Return all of the entries exactly as written.

---------- AVAILABLE RECORDS

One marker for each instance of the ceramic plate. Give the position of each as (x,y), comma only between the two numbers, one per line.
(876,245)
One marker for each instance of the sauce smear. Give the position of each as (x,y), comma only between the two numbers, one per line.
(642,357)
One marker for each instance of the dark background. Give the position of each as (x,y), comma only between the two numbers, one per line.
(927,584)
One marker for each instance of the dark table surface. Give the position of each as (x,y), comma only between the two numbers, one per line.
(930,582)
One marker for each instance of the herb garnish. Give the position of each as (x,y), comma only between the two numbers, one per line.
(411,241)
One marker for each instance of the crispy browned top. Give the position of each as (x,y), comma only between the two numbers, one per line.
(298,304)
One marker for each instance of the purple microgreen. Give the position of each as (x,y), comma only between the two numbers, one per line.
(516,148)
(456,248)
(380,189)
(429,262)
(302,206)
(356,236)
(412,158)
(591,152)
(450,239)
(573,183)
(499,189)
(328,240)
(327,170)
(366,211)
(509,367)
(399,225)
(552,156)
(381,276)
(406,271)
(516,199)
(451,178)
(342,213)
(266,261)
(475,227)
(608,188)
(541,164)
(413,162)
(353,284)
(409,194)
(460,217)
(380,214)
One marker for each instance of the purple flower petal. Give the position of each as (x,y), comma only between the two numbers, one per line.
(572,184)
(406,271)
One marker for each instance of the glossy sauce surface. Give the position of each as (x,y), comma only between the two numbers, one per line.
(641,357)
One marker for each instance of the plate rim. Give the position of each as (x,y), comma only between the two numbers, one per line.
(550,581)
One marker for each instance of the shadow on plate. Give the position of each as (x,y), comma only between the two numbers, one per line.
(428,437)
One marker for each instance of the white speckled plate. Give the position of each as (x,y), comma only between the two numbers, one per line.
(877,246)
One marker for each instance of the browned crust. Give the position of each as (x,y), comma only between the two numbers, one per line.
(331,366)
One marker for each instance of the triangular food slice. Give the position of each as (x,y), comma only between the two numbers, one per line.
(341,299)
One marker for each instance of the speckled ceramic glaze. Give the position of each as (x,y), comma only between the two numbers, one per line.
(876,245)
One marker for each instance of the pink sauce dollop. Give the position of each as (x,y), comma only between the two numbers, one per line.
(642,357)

--------------------

EXERCISE OUTPUT.
One marker for each instance of the ceramic plate. Give the position of each as (x,y), comma only between the two numbers, one per line.
(876,245)
One marker for each instance of the sauce smear. Give the position of each as (x,y), comma only between the two numbers, one per line.
(642,357)
One marker for each instance of the dark background. Give the position of each as (x,y), comma only between the two numbers, one per line.
(927,584)
One marker for each instance of the dark table surface. Give the position of each as (x,y), comma only between the two numbers, one per line.
(930,582)
One marker for each instance of the herb garnish. Give the position of each as (x,y), comma only between the two numbers, one per line.
(411,241)
One marker for each instance of the crispy browned top. Give the position of each as (x,y), comma only between the two numbers, one per line.
(298,304)
One marker for each instance of the purple microgreen. Give the position of each as (x,y), comma only between the two numbers, one per line.
(516,148)
(456,248)
(380,189)
(429,262)
(302,206)
(356,236)
(412,158)
(591,152)
(450,239)
(573,183)
(499,189)
(328,240)
(327,170)
(366,211)
(509,367)
(399,225)
(552,156)
(381,276)
(406,271)
(516,199)
(451,178)
(342,213)
(266,261)
(475,227)
(608,188)
(541,164)
(413,162)
(353,284)
(409,194)
(460,217)
(380,214)
One marker for each instance of the purple flower petal. Give the position of each as (x,y), comma only between the two numbers, one per line.
(572,184)
(406,271)
One marker for each instance of the glossy sauce surface. Give the position of each as (x,y), comma only between the two numbers, one per line.
(641,357)
One marker for each instance of the plate rim. Give the position of each as (x,y), comma only between the two numbers, one per line.
(550,581)
One marker for each instance of the shadow on plate. Give the position of each as (x,y), comma only between the two numbers, one per line.
(428,437)
One marker for each instance of the white speckled plate. Give the position of each as (x,y), comma only between the two numbers, one per line.
(877,246)
One marker for each instance of the browned crust. Give the position of each as (x,y), comma only between the two numbers, one per line.
(331,366)
One marker for each instance of the triangular food slice. Give the position of each as (x,y), comma only between the two numbers, one per line.
(341,299)
One marker for each instance of the speckled ceramic glaze. Give the position of each as (x,y), comma only between the two numbers, one per line.
(876,245)
One marker for each instance of the pink sauce dollop. Give the position of each as (x,y), comma only between the two numbers, one per line.
(642,357)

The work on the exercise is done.